Data excerpts –
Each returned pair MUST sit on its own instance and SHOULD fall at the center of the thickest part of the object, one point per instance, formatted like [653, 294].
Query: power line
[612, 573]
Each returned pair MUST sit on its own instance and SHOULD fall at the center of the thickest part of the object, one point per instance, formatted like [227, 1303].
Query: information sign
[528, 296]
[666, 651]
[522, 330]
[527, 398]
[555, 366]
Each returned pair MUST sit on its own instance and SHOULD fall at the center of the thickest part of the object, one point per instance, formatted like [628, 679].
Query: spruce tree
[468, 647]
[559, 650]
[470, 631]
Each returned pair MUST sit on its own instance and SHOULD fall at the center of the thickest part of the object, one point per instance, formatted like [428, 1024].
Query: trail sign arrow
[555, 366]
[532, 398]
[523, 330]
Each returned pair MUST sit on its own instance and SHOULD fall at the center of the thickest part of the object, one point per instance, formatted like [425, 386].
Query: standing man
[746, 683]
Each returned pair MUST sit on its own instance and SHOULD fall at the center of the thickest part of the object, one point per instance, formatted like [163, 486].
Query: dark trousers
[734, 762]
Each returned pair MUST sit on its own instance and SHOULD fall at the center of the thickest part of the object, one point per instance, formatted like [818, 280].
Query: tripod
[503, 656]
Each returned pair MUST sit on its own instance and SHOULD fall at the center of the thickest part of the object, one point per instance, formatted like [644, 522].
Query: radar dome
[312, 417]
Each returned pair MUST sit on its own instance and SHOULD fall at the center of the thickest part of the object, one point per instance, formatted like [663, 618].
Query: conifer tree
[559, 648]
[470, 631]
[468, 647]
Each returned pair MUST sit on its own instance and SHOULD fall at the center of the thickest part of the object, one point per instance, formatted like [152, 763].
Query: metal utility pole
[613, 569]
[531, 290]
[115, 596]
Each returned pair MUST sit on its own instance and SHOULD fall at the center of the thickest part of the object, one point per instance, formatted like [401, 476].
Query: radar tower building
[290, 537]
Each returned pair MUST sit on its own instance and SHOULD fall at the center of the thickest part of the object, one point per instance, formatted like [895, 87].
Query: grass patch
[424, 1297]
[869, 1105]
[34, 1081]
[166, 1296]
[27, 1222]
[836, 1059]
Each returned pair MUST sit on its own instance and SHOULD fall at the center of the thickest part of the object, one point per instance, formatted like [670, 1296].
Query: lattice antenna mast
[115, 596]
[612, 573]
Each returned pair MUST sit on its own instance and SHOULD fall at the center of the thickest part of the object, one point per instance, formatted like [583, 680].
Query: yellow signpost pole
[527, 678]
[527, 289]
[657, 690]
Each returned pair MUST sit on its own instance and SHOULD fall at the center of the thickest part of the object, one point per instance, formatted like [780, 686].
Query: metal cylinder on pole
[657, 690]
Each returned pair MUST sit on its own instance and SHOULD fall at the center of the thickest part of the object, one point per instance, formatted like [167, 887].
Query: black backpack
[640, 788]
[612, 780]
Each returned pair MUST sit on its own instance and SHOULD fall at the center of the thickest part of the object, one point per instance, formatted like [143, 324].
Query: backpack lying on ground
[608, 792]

Exercise details – Reproduce all of the records above line for line, without changing a single character.

Result of this exercise –
Each returned pair MUST sit on its own instance and SHOULD fall at the center of the thickest part of the object, one point per instance, formatted like [653, 294].
Query: power line
[612, 573]
Each returned pair MUST sit on its own instance and SHOULD fall at the center of the thickest part of the object, one point per instance, formatted like [227, 1303].
Query: information sign
[528, 296]
[666, 651]
[522, 330]
[527, 398]
[555, 366]
Each returned pair MUST sit on its own instance and SHOULD fall at the center of the thickest part of the object, one point per instance, formatted like [628, 679].
Query: spruce tree
[468, 647]
[559, 650]
[470, 631]
Each returned pair MUST sit on its own instance and SHOULD fall at the center of the thickest part of the object, one point per instance, formatted like [428, 1024].
Query: trail sign arrow
[555, 366]
[532, 398]
[523, 330]
Each returned pair MUST sit on its own instance and SHOULD fall at the center of the thickest part of the object, one point per instance, formatted like [425, 386].
Query: standing man
[746, 683]
Each returned pair MUST sit on its own instance and SHOULD fall at the center of the thickest part of the object, one point per instance, formatted like [163, 486].
Query: dark trousers
[734, 762]
Each returned pair MUST sit on its own instance and SHOULD fall at the center of the thickest part of the object, one point per instance, formatted like [818, 280].
Query: tripod
[503, 656]
Each returned pair MUST sit on its own instance and SHOULD fall at the center of the thickest part of the object, one point per instance, formatted like [644, 522].
Query: radar dome
[312, 417]
Each returned pair MUST sit on its own instance and SHOULD fall at the center of the thickest part of the object, one point per instance, formatted like [663, 618].
Query: conifer tree
[559, 648]
[470, 631]
[468, 647]
Each returned pair MUST sit on its own instance and SHOULD fall at the center of the thickest part of the object, one point per instance, formatted like [152, 763].
Query: metal utility pole
[613, 569]
[531, 290]
[115, 596]
Each returned pair MUST sit on its own instance and SHOULD fall at the center of the thickest part of the object, one point per instance, formatted like [401, 476].
Query: radar tower building
[290, 537]
Each returned pair MUST sit on its own instance and SHOULD fall at the center of the thickest part of the object, one point per instance, formatted like [895, 87].
Query: grass patch
[424, 1297]
[869, 1105]
[34, 1081]
[166, 1296]
[27, 1222]
[836, 1059]
Each returned pair MUST sit on its own instance and SHOULD fall at the center of the thickest part of the object, one point per instance, formatted like [670, 1296].
Query: lattice antenna mast
[115, 596]
[612, 573]
Each returned pair MUST sit on its own instance and SHOULD fall at the center of the thickest part of the object, one point per instance, formatted like [583, 680].
Query: yellow signpost pole
[527, 678]
[527, 289]
[657, 690]
Each returned pair MUST sit on its own instance and SHOULD fall at the center of the thickest part of the object, one point per instance, formatted like [780, 686].
Query: metal cylinder on pole
[657, 690]
Each returned pair MUST sit on its own instance and SHOULD fall at the center of the thickest part of the object, one point per instance, formatted like [167, 887].
Query: black backpack
[640, 788]
[612, 780]
Each returned pair MUST sit on its own instance and SHOULD fall at the center of the thickest part of the object, one point per instance, formatted like [143, 324].
Query: backpack lying on ground
[608, 792]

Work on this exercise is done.